▸ **REQUIRED ACTION**: Pull every line containing "green" from the listing below.

▸ **DATA IN THIS EXERCISE**:

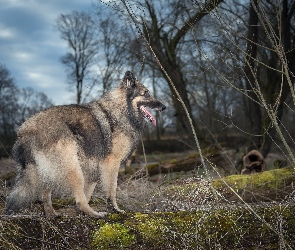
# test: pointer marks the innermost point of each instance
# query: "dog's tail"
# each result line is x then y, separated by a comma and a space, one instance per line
24, 192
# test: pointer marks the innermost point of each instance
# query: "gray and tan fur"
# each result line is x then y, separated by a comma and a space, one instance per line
70, 148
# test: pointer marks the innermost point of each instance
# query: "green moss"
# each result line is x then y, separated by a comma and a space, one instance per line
112, 236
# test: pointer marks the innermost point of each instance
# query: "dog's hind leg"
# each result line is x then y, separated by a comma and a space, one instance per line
109, 176
24, 191
76, 181
48, 209
88, 189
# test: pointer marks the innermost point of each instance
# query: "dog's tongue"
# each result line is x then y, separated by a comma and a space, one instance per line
147, 115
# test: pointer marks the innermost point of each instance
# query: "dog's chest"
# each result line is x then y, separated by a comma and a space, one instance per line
122, 145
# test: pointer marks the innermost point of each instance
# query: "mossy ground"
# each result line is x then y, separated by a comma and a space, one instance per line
271, 227
215, 225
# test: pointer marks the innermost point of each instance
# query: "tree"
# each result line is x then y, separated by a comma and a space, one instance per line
79, 31
165, 25
8, 105
267, 81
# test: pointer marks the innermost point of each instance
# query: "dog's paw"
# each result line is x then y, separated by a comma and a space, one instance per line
119, 210
100, 214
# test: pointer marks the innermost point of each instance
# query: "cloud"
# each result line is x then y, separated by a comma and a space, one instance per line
31, 48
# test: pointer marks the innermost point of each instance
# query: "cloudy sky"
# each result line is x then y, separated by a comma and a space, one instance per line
30, 48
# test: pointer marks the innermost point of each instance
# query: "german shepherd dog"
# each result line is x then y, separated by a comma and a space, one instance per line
69, 148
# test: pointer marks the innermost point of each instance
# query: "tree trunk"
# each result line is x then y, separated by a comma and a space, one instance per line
253, 110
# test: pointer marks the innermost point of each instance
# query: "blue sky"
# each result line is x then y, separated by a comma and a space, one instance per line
30, 48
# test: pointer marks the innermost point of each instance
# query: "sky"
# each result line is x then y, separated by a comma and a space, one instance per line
31, 48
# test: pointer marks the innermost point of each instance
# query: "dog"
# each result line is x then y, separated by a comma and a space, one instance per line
253, 162
70, 148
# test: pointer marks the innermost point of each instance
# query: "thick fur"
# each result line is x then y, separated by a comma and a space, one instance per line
68, 149
253, 162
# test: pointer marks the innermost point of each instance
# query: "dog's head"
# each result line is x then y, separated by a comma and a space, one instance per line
140, 98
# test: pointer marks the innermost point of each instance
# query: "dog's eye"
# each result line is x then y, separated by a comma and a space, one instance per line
146, 94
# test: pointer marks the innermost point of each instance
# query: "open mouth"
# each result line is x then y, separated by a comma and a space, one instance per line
147, 115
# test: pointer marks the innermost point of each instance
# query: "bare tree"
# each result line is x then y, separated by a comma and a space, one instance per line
79, 31
165, 26
8, 105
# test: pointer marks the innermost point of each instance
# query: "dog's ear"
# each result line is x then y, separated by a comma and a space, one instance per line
129, 80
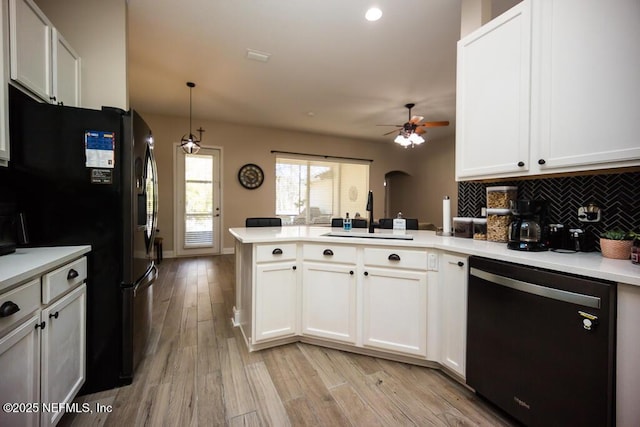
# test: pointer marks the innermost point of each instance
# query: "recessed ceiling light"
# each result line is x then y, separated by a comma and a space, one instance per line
373, 14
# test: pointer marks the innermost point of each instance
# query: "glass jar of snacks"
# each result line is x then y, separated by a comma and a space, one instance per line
480, 229
501, 196
498, 221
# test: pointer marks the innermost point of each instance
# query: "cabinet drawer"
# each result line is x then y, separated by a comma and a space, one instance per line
392, 257
333, 253
25, 299
63, 279
275, 252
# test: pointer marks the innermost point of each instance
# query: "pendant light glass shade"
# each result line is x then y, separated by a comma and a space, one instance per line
190, 143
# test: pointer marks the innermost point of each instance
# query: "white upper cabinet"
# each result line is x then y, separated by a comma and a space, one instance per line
587, 84
547, 87
30, 47
493, 101
4, 110
66, 72
41, 60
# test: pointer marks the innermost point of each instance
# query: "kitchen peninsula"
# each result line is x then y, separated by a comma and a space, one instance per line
361, 293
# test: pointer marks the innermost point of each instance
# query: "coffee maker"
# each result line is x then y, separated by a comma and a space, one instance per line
527, 231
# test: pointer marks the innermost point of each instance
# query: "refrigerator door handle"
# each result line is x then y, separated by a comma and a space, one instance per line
147, 280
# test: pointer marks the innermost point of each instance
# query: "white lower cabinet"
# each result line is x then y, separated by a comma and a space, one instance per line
329, 301
63, 363
453, 310
395, 310
20, 367
42, 346
275, 299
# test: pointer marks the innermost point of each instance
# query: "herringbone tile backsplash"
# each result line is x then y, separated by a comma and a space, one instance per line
617, 195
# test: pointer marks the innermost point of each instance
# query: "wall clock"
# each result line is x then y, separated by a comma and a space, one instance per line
250, 176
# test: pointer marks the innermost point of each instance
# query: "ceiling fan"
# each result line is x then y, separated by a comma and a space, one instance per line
414, 125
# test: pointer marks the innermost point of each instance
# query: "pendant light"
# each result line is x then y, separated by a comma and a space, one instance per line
189, 143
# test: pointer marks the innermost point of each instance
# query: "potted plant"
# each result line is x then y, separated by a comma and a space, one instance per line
617, 243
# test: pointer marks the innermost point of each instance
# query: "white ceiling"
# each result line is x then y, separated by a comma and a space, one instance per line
330, 70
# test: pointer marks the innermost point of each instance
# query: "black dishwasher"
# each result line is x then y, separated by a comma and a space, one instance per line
541, 344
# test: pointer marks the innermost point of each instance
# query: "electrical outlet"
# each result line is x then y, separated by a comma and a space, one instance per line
585, 216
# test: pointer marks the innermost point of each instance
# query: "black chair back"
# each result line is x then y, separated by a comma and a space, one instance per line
412, 223
355, 222
263, 222
359, 223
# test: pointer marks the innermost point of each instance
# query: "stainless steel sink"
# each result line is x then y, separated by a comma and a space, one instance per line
365, 235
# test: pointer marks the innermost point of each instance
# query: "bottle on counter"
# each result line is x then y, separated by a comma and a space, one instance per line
346, 224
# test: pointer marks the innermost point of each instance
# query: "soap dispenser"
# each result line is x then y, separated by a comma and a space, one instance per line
346, 224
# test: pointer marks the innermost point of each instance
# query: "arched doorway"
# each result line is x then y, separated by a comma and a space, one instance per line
399, 194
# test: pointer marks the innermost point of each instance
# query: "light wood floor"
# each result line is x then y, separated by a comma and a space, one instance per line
198, 372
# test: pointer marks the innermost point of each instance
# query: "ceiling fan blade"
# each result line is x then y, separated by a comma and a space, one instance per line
434, 124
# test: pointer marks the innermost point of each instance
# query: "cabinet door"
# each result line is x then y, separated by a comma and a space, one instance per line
329, 301
30, 46
66, 72
4, 111
588, 85
20, 368
395, 310
493, 97
453, 309
275, 300
63, 351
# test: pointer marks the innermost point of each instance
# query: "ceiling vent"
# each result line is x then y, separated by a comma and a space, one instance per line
256, 55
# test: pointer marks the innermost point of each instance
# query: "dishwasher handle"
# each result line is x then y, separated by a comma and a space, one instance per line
531, 288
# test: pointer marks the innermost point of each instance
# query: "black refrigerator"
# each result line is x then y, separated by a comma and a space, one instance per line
85, 176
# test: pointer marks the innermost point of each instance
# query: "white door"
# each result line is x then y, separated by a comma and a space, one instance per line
329, 301
275, 300
20, 367
63, 363
395, 310
197, 207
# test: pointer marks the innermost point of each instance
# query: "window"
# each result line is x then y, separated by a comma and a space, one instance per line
313, 191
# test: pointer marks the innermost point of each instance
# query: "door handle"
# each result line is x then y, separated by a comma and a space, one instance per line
9, 308
72, 274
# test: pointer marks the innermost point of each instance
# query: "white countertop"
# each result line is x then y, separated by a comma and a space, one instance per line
26, 263
590, 264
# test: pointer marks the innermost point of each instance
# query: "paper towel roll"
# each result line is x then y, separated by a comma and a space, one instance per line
446, 216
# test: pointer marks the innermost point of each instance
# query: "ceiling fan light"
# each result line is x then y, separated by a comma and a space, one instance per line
373, 14
402, 140
416, 139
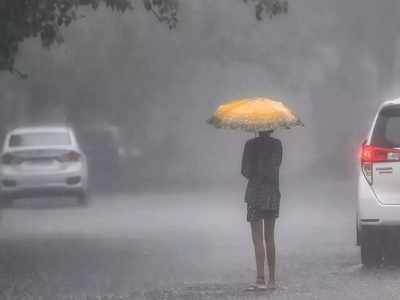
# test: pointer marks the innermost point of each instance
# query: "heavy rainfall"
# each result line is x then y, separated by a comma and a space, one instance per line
164, 216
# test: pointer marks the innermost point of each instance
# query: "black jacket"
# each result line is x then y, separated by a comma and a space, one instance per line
262, 158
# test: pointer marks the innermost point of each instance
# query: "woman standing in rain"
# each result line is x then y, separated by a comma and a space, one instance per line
262, 158
260, 165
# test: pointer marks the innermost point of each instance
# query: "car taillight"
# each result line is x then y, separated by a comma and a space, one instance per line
10, 159
71, 156
371, 154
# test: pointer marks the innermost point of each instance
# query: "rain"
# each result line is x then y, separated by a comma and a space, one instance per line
166, 217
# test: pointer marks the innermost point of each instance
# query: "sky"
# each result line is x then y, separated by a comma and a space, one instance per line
332, 62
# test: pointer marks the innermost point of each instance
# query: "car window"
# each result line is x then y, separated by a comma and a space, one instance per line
40, 139
387, 128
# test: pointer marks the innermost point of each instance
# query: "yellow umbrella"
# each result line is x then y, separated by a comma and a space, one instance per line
254, 114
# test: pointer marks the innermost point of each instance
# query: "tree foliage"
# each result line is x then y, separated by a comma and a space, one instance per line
21, 19
269, 8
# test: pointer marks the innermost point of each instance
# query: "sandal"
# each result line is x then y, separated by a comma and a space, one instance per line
258, 286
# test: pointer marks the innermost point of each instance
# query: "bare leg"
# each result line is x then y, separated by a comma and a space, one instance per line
269, 228
258, 241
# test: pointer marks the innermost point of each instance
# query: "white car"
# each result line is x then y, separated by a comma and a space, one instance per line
378, 209
40, 161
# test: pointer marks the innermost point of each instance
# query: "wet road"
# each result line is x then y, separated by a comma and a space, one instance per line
184, 245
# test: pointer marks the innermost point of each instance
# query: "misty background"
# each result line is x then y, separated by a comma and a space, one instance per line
333, 62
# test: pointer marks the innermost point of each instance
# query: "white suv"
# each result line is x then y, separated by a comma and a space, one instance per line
38, 161
378, 209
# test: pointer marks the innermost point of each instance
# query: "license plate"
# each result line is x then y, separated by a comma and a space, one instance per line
393, 156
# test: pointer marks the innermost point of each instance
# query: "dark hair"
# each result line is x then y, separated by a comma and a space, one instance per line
265, 132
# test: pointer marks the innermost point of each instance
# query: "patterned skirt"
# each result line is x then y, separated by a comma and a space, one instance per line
255, 213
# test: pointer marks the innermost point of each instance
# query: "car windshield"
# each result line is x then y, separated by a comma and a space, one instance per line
40, 139
387, 129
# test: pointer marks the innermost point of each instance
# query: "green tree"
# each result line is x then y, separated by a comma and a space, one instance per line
45, 19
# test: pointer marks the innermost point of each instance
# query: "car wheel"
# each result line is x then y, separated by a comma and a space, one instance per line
371, 249
391, 248
83, 199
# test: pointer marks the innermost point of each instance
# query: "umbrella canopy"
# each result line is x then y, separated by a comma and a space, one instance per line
254, 114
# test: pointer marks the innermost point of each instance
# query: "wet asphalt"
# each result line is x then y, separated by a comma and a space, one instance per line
192, 244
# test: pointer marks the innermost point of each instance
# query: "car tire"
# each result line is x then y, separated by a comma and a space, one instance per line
371, 249
391, 248
82, 199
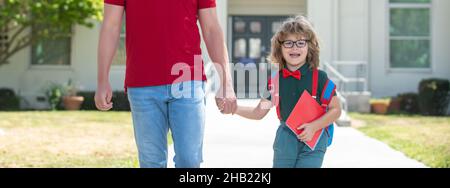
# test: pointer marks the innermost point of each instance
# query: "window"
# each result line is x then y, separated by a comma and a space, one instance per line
410, 34
121, 55
52, 52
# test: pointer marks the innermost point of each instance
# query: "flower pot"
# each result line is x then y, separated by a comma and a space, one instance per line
380, 108
72, 102
394, 106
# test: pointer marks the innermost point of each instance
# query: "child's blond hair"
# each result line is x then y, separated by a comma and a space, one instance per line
297, 26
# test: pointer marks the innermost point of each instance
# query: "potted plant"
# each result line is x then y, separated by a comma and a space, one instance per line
71, 99
379, 106
54, 94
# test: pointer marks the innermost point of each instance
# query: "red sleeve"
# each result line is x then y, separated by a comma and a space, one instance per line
115, 2
206, 4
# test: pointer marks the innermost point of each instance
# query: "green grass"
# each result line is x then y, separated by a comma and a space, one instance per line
67, 139
426, 139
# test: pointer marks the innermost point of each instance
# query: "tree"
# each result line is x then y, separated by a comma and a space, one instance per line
27, 22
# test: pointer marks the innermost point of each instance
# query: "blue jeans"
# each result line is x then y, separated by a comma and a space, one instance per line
289, 152
179, 108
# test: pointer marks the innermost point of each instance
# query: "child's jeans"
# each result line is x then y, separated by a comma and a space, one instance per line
290, 152
178, 107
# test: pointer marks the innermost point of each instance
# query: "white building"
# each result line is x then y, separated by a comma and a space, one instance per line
401, 44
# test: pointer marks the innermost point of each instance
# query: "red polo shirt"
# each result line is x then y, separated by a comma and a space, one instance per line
160, 34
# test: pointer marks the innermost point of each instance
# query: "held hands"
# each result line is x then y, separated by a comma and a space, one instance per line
308, 132
226, 100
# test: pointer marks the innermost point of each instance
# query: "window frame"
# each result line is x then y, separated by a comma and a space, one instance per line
52, 66
390, 6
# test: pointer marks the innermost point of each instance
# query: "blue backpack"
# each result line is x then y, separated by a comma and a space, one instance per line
328, 92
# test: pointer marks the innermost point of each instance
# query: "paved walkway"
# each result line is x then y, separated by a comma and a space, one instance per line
235, 142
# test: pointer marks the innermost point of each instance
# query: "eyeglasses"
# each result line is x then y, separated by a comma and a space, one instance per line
290, 43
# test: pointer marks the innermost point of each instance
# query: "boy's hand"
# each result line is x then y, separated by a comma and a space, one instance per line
308, 132
226, 99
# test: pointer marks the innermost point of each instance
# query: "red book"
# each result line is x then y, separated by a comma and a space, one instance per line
305, 111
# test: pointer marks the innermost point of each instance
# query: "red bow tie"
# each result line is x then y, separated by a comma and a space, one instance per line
296, 74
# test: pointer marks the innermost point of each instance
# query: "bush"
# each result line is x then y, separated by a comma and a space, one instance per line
434, 96
8, 100
120, 101
409, 103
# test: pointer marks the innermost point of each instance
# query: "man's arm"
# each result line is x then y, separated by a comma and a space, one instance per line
215, 43
109, 38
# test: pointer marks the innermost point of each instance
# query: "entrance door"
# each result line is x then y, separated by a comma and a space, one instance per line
251, 43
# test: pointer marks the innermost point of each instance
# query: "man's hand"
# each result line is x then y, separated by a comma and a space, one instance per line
103, 97
226, 100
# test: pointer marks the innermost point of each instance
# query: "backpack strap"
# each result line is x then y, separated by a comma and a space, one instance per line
315, 83
328, 92
274, 87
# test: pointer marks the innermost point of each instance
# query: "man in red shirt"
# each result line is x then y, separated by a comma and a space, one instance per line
164, 73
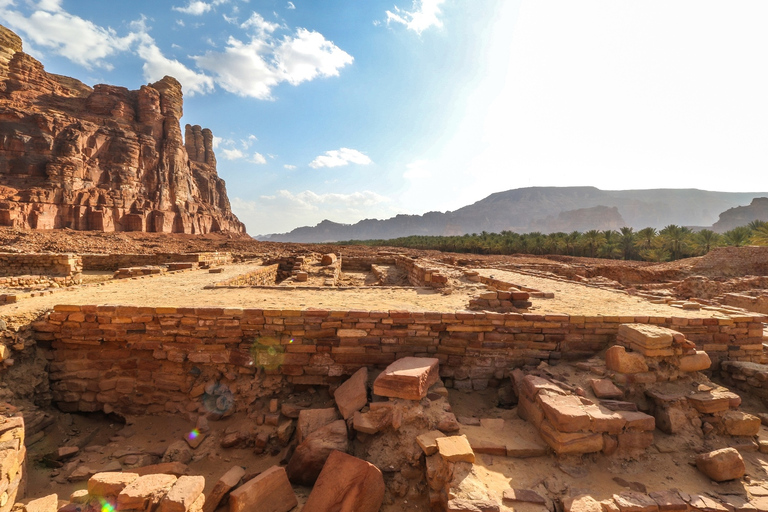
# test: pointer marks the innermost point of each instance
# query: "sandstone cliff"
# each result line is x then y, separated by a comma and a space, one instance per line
102, 158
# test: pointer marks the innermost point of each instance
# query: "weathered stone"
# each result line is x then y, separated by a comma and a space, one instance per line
184, 493
310, 455
694, 362
617, 359
227, 481
313, 419
347, 483
352, 395
633, 501
109, 484
738, 423
145, 492
604, 388
455, 449
269, 492
408, 378
721, 465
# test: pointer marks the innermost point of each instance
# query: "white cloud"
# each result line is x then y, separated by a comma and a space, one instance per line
252, 68
195, 8
232, 154
424, 14
340, 157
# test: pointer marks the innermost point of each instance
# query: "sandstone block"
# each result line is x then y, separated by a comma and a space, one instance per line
408, 378
309, 457
352, 395
738, 423
455, 449
313, 419
347, 483
109, 484
184, 493
227, 481
49, 503
695, 362
633, 501
565, 412
604, 388
145, 492
582, 503
721, 465
269, 492
617, 359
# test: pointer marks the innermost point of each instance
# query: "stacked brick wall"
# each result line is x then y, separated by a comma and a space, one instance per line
112, 262
63, 269
128, 358
12, 464
265, 276
419, 275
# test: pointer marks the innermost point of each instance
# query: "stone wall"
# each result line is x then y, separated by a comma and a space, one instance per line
66, 266
152, 359
12, 463
418, 275
112, 262
265, 276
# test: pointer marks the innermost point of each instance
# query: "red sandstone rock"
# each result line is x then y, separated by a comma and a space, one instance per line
617, 359
721, 465
352, 395
408, 378
229, 480
347, 483
310, 456
269, 492
109, 160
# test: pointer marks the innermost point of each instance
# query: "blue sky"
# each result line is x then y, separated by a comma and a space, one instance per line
354, 109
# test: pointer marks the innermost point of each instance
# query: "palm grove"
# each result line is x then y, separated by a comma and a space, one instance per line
648, 244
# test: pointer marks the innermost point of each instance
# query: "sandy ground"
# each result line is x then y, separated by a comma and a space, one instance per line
187, 288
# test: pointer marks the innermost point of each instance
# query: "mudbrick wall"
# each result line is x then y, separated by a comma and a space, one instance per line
265, 276
112, 262
68, 267
138, 360
419, 275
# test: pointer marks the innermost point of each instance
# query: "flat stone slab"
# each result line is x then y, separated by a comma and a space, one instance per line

▸ **RESPONSE TO THIS EXERCISE**:
# query: "green moss"
# query: "green tree"
# query: "green grass"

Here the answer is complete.